◆ Description of the task
Copy out, word for word, the items from the line with "Locate the insect antenna" through the line with "top-left (152, 40), bottom-right (159, 73)", both of those lines included.

◆ The data
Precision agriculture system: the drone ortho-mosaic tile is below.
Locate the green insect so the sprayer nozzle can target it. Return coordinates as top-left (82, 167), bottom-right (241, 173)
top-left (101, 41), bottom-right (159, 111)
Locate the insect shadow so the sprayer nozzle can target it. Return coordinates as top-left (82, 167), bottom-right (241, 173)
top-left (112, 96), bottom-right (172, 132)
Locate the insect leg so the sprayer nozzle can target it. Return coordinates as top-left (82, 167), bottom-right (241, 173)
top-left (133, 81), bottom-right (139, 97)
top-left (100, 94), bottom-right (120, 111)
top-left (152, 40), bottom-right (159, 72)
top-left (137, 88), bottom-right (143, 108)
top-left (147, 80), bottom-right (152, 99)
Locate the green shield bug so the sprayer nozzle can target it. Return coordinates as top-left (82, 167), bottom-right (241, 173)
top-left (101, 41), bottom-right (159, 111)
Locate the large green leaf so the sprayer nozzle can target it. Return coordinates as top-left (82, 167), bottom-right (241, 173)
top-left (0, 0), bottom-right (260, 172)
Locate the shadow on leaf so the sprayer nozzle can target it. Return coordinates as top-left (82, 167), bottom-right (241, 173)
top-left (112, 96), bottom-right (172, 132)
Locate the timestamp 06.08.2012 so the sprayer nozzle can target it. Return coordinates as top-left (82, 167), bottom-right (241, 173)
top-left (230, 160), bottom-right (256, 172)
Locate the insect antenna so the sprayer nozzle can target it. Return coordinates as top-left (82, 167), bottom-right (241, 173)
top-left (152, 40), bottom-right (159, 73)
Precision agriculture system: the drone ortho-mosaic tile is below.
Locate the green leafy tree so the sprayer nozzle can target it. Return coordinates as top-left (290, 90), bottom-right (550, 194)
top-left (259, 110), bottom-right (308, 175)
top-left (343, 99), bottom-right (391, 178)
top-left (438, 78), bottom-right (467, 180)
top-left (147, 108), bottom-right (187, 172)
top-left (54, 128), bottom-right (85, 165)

◆ Response
Locate the insect antenna so the sprayer nozzle can target it. Return coordinates as top-left (82, 167), bottom-right (241, 173)
top-left (152, 40), bottom-right (159, 73)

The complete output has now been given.